- [The exercise] Nothing but the lines from the one that contains "The service MUST return one point per instance of the distant" through the end of the listing should appear, set down exactly.

- [Items listed in a dataset]
+++
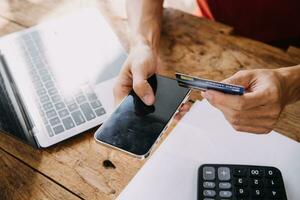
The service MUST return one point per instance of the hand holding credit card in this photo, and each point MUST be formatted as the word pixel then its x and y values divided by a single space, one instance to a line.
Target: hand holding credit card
pixel 204 84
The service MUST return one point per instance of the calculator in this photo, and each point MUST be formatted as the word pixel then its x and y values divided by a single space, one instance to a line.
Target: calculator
pixel 240 182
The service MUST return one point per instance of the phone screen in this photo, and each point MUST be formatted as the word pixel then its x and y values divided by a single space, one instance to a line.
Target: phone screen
pixel 134 127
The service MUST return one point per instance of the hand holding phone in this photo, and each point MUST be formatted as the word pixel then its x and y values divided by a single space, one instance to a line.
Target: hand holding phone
pixel 135 127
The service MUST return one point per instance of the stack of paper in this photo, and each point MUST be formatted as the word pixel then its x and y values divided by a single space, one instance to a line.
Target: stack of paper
pixel 204 136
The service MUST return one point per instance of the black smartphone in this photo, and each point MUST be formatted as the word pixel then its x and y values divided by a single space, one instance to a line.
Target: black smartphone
pixel 135 127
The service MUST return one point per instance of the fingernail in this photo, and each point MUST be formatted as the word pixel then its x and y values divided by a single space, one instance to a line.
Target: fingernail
pixel 147 99
pixel 207 95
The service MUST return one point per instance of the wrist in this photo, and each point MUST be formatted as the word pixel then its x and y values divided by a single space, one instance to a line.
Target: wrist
pixel 140 41
pixel 290 77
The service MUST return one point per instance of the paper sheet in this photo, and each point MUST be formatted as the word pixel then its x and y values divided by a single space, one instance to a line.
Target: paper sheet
pixel 204 136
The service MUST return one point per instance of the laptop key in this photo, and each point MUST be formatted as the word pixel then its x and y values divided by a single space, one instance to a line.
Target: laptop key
pixel 100 112
pixel 54 121
pixel 50 132
pixel 72 107
pixel 92 96
pixel 56 98
pixel 58 129
pixel 78 117
pixel 50 114
pixel 95 104
pixel 60 105
pixel 47 106
pixel 87 111
pixel 52 91
pixel 68 123
pixel 44 99
pixel 63 113
pixel 80 99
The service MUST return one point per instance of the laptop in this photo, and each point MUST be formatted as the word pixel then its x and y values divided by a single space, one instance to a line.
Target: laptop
pixel 56 78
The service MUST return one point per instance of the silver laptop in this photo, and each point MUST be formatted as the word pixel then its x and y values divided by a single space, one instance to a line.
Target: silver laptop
pixel 56 78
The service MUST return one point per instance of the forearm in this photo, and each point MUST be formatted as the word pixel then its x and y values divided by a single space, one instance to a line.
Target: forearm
pixel 144 18
pixel 291 76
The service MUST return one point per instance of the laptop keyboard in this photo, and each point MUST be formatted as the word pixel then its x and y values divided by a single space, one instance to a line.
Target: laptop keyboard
pixel 59 113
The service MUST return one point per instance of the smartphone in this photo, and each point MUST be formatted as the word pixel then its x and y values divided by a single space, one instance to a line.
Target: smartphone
pixel 135 127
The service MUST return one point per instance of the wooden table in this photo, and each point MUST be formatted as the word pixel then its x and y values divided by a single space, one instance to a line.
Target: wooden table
pixel 74 168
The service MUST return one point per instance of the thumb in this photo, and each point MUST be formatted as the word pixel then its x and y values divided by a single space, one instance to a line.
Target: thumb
pixel 242 78
pixel 141 86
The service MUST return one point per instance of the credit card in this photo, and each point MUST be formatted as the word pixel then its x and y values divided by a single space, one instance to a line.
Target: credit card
pixel 204 84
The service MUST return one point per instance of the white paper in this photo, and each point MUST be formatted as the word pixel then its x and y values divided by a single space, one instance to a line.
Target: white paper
pixel 204 136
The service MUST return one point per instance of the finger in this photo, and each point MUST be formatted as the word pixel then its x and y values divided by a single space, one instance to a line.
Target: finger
pixel 141 86
pixel 236 102
pixel 250 129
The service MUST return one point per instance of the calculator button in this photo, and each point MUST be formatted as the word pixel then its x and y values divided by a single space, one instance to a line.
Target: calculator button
pixel 271 173
pixel 241 192
pixel 257 193
pixel 225 194
pixel 273 193
pixel 240 172
pixel 255 172
pixel 209 185
pixel 209 173
pixel 256 183
pixel 209 193
pixel 240 181
pixel 224 185
pixel 224 173
pixel 272 183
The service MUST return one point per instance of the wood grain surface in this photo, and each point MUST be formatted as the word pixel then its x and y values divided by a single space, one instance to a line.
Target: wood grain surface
pixel 19 182
pixel 188 44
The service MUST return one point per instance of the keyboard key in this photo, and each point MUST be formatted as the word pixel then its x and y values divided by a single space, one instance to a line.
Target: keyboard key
pixel 209 173
pixel 224 173
pixel 80 99
pixel 240 172
pixel 72 107
pixel 209 193
pixel 50 132
pixel 225 194
pixel 59 105
pixel 43 72
pixel 78 117
pixel 44 99
pixel 100 112
pixel 50 114
pixel 68 123
pixel 272 183
pixel 257 193
pixel 95 104
pixel 256 183
pixel 255 173
pixel 224 185
pixel 47 106
pixel 58 129
pixel 52 91
pixel 63 113
pixel 49 84
pixel 54 121
pixel 273 193
pixel 240 181
pixel 271 173
pixel 46 78
pixel 56 98
pixel 41 91
pixel 241 192
pixel 209 185
pixel 87 111
pixel 92 96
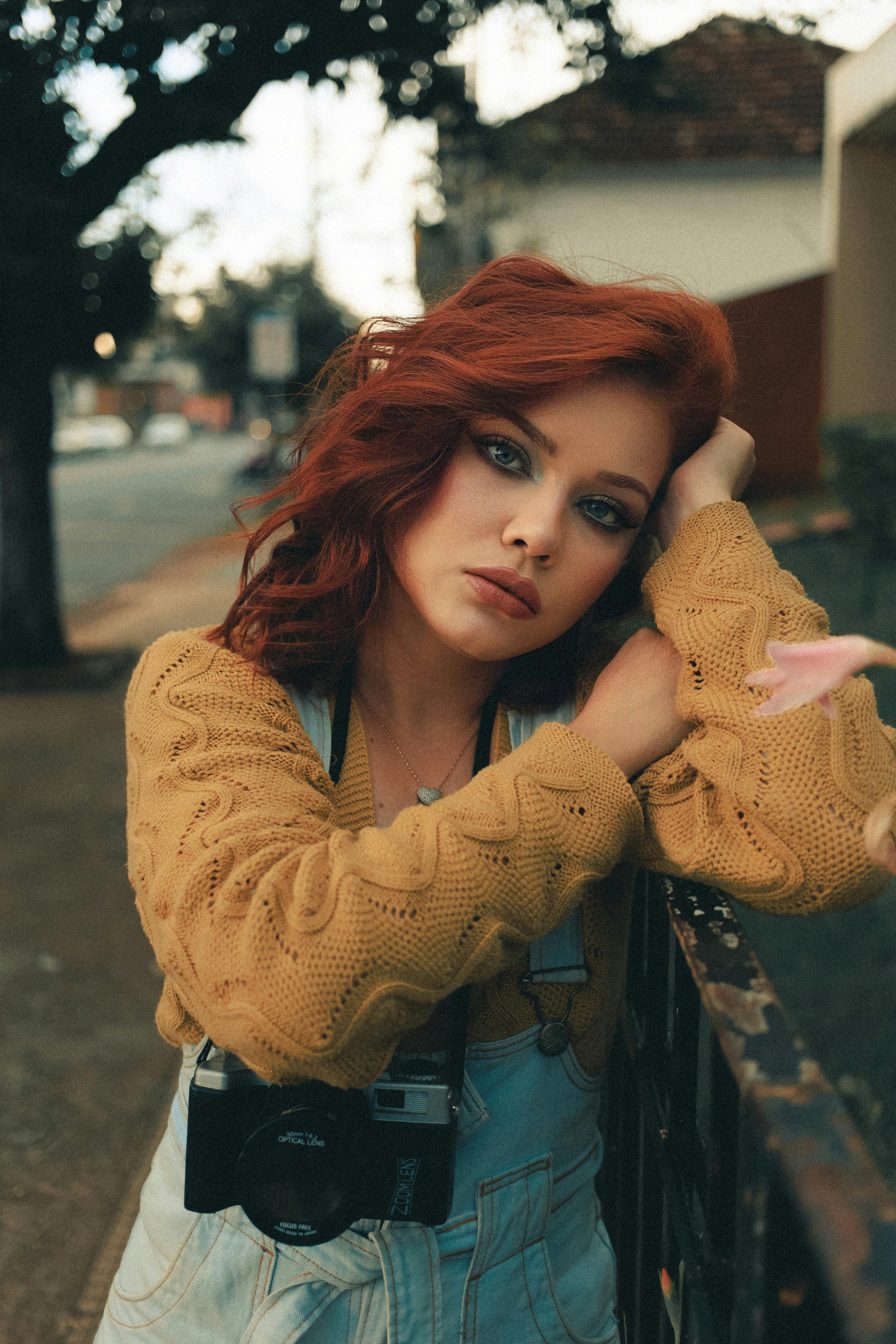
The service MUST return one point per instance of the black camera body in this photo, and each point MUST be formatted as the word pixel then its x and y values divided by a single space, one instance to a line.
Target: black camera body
pixel 308 1160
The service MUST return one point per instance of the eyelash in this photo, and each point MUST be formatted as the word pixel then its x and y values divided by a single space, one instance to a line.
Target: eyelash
pixel 625 523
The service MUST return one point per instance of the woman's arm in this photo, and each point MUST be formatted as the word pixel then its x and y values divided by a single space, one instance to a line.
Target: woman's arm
pixel 311 951
pixel 769 810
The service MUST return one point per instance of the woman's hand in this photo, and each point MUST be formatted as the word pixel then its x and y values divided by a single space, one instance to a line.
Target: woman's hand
pixel 716 472
pixel 632 711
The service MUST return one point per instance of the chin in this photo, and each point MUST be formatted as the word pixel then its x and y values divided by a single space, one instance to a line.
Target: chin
pixel 489 646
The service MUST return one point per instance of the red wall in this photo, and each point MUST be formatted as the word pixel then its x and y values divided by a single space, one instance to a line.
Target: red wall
pixel 778 339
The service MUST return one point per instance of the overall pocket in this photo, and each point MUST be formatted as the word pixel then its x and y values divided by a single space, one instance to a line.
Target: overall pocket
pixel 193 1277
pixel 512 1295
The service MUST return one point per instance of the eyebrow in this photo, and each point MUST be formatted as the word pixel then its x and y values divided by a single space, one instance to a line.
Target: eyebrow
pixel 550 447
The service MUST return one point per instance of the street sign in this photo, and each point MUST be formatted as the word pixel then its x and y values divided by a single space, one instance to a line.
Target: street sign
pixel 273 349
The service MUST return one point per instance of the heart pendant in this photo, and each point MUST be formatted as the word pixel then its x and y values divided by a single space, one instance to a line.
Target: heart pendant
pixel 554 1038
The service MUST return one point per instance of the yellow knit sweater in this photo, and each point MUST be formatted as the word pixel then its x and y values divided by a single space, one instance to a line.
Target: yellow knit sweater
pixel 309 941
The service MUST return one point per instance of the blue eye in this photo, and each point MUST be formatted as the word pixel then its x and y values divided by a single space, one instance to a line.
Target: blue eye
pixel 503 453
pixel 606 514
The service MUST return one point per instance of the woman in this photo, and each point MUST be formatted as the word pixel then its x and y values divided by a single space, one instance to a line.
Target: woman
pixel 472 507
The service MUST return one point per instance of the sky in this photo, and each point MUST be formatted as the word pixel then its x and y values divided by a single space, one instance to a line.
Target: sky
pixel 324 174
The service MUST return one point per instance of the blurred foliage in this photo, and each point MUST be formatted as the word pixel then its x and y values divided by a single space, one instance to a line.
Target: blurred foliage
pixel 56 177
pixel 219 343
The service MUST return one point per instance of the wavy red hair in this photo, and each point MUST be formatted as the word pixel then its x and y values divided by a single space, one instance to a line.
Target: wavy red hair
pixel 391 405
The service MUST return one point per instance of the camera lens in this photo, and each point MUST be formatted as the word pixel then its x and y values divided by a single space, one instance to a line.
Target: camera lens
pixel 300 1175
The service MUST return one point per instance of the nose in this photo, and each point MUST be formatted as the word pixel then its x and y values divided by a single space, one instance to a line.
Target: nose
pixel 538 530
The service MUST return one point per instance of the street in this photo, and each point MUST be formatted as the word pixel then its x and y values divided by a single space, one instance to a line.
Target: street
pixel 117 515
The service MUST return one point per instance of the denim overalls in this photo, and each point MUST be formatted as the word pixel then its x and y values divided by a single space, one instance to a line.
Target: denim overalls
pixel 523 1258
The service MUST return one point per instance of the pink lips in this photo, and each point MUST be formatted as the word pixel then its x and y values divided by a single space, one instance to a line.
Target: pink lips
pixel 508 591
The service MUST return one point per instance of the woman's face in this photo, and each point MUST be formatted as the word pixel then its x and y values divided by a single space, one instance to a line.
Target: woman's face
pixel 557 499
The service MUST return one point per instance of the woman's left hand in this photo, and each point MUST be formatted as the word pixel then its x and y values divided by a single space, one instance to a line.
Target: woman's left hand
pixel 716 472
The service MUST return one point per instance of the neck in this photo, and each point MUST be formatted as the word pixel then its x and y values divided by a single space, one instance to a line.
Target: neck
pixel 420 686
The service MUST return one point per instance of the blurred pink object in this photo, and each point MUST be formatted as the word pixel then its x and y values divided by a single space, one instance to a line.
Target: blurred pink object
pixel 876 834
pixel 805 673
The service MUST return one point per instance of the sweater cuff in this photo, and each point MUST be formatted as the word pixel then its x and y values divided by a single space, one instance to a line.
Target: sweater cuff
pixel 604 812
pixel 710 527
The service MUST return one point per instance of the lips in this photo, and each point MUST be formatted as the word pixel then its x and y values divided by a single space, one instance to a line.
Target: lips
pixel 514 584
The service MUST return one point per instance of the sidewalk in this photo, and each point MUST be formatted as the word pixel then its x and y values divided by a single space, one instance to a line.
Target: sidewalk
pixel 85 1077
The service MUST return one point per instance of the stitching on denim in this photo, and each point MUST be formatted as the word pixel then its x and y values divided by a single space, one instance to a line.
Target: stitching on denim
pixel 135 1300
pixel 526 1280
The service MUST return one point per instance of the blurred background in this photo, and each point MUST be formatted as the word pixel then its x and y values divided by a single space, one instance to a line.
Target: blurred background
pixel 201 202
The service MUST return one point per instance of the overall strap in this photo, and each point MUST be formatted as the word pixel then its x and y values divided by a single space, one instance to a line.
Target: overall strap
pixel 558 957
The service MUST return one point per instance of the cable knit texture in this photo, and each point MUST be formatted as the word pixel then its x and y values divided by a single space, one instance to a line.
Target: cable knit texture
pixel 309 941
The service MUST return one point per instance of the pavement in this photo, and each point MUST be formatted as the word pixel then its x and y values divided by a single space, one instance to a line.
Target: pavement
pixel 86 1077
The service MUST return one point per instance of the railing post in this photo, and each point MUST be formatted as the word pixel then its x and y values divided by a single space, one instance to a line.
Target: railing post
pixel 729 1150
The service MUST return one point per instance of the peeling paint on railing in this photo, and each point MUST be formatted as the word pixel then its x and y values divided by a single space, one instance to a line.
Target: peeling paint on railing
pixel 849 1213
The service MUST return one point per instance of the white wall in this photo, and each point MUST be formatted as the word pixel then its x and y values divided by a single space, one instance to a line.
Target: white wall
pixel 860 228
pixel 722 230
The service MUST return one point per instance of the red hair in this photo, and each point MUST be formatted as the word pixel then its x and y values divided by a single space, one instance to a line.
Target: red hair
pixel 393 402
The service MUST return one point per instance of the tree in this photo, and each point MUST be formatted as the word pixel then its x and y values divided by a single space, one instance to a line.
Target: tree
pixel 219 343
pixel 56 296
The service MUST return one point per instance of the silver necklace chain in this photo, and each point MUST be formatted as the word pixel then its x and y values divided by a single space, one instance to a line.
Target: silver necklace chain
pixel 425 795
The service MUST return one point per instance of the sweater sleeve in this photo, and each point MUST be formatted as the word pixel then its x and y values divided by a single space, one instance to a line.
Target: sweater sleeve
pixel 307 949
pixel 769 810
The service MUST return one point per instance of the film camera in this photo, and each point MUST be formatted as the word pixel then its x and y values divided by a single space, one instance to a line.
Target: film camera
pixel 305 1162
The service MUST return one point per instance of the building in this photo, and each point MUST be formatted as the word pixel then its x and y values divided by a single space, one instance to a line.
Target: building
pixel 860 232
pixel 710 174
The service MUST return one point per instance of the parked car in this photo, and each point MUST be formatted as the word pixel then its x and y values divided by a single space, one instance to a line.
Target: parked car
pixel 168 429
pixel 92 435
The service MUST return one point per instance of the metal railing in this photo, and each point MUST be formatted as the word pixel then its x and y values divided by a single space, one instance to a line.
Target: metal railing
pixel 730 1160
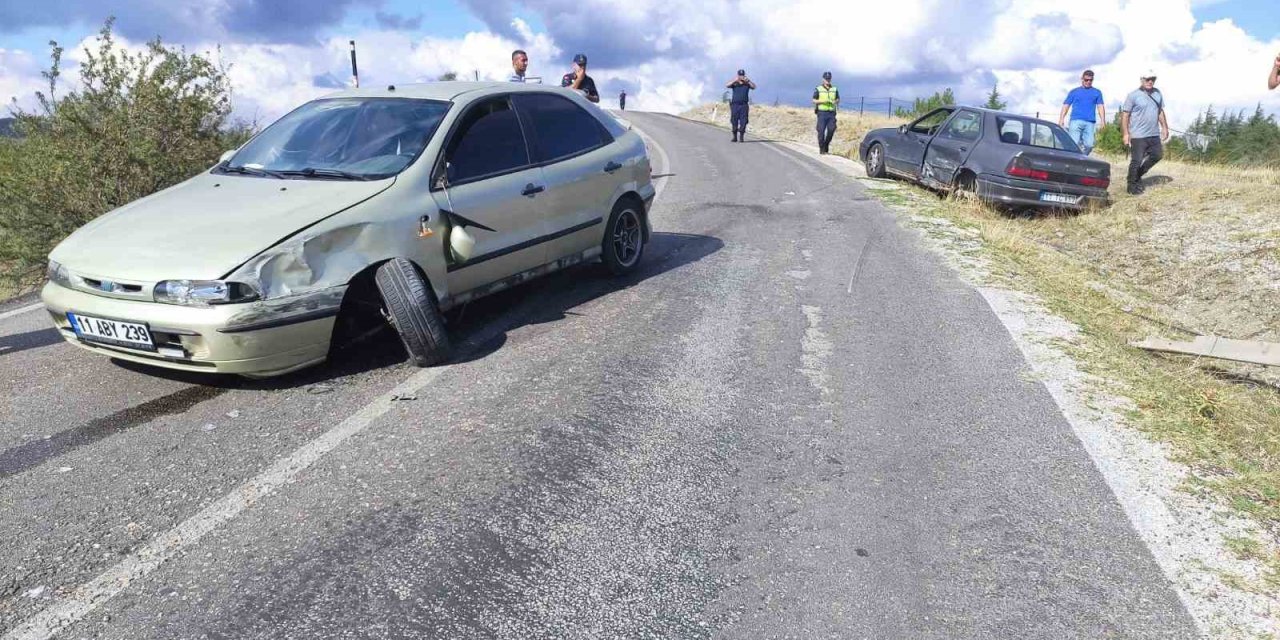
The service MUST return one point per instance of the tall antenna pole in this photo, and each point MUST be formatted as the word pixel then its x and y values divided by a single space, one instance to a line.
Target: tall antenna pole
pixel 355 73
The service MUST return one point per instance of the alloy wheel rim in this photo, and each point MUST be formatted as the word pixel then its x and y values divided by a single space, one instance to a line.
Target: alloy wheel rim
pixel 626 238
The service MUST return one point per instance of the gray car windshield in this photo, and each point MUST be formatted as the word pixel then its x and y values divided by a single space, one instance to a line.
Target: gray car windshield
pixel 342 138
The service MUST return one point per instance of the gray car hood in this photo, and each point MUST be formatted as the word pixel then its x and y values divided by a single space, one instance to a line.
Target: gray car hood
pixel 205 227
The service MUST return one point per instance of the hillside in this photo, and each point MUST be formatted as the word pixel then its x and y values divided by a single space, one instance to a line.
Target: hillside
pixel 1198 254
pixel 1203 245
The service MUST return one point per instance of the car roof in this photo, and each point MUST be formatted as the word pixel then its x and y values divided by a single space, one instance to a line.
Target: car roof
pixel 448 91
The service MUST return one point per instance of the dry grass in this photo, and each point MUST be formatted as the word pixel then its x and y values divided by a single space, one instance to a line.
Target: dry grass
pixel 1200 252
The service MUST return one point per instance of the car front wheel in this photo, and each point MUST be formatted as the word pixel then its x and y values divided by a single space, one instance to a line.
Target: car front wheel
pixel 410 305
pixel 624 238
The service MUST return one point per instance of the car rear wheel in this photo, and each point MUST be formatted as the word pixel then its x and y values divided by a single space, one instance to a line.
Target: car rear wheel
pixel 410 305
pixel 624 238
pixel 876 160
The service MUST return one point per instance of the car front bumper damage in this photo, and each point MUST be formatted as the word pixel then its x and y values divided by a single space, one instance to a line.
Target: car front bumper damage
pixel 257 338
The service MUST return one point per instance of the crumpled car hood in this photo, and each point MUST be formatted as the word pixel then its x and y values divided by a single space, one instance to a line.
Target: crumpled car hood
pixel 205 227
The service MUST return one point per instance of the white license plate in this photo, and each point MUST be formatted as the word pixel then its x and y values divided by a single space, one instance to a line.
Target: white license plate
pixel 1059 197
pixel 112 332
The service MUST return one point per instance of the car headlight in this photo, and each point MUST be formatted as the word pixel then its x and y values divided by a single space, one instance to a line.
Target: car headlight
pixel 201 293
pixel 56 274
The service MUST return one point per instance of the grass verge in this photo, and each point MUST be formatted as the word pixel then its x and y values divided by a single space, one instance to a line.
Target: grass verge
pixel 1198 254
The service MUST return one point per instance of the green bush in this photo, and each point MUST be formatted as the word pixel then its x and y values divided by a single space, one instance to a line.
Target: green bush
pixel 135 124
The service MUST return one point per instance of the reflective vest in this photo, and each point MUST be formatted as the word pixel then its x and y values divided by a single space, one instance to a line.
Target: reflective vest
pixel 827 97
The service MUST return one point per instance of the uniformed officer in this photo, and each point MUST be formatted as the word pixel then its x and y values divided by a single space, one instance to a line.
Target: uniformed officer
pixel 580 81
pixel 826 100
pixel 740 104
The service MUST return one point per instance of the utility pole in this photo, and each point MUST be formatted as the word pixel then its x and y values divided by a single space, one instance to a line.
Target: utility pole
pixel 355 73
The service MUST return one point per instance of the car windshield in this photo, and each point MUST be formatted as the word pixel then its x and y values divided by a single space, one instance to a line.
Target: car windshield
pixel 1018 131
pixel 342 138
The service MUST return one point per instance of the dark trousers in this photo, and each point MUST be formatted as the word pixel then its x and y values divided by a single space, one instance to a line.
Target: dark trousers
pixel 1146 154
pixel 737 115
pixel 826 129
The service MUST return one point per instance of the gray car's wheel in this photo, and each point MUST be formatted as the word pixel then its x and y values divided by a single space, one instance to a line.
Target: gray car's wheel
pixel 876 160
pixel 410 305
pixel 624 237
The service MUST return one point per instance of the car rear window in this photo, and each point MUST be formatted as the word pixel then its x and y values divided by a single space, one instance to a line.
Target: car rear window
pixel 1033 133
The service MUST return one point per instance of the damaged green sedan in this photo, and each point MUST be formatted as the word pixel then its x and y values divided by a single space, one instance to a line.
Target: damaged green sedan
pixel 364 206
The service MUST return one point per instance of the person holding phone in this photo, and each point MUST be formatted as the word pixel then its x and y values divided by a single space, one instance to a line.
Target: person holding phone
pixel 577 80
pixel 740 104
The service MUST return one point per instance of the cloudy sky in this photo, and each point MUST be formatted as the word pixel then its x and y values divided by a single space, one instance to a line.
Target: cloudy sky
pixel 671 55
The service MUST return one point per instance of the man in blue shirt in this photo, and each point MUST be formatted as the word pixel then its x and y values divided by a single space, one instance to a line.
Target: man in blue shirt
pixel 740 104
pixel 1088 113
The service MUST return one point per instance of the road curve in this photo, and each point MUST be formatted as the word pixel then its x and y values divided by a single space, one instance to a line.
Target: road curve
pixel 792 423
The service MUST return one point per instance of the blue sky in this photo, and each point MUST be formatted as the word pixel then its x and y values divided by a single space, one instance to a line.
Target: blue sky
pixel 671 55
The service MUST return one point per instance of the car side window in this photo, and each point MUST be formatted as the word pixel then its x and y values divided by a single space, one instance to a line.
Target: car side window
pixel 1011 131
pixel 967 126
pixel 560 127
pixel 488 141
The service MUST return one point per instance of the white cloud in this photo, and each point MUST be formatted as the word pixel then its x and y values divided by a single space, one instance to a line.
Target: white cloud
pixel 671 56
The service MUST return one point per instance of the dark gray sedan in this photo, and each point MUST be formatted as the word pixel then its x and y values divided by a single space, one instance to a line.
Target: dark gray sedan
pixel 1004 159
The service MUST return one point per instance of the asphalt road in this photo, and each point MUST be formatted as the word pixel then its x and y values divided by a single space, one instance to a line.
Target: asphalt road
pixel 791 423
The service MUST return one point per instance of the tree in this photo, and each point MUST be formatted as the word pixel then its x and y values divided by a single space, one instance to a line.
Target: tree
pixel 924 105
pixel 993 100
pixel 136 123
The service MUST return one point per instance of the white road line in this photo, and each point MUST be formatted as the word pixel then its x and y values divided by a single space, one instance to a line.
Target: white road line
pixel 164 548
pixel 21 310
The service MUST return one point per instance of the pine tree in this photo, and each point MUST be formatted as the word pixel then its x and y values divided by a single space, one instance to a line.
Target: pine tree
pixel 993 100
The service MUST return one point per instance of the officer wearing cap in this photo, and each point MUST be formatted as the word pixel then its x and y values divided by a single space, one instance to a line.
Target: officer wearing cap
pixel 826 100
pixel 740 104
pixel 580 81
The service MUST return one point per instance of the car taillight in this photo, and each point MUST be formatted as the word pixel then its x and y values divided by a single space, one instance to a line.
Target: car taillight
pixel 1019 169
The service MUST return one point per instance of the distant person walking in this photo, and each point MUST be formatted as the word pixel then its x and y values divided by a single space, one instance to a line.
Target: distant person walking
pixel 519 65
pixel 1088 113
pixel 826 101
pixel 740 104
pixel 1144 128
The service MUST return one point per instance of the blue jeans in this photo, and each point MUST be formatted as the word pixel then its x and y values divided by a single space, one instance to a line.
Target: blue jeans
pixel 1082 132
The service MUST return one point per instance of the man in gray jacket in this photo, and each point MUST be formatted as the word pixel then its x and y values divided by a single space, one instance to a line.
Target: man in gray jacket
+++
- [Correct result]
The service MUST return one point per instance of the distant person walking in this photo, and each point MUST be formatted as the word pixel then its x and y values divided by a single space, one instance to a line.
Target: distant person walking
pixel 519 65
pixel 1088 113
pixel 826 101
pixel 740 104
pixel 1144 128
The service MUST return one point per instance of the blue jeans in this photo, and each point MUST be formatted as the word pixel then its x and y values divided by a single space, one instance to a line.
Target: blue jeans
pixel 1082 132
The service MUST return one point per instance of the man in gray jacket in this photo, and each point MUST be formatted as the word pixel then its x and y values divided by a single space, one instance to a line.
Target: man in gray jacket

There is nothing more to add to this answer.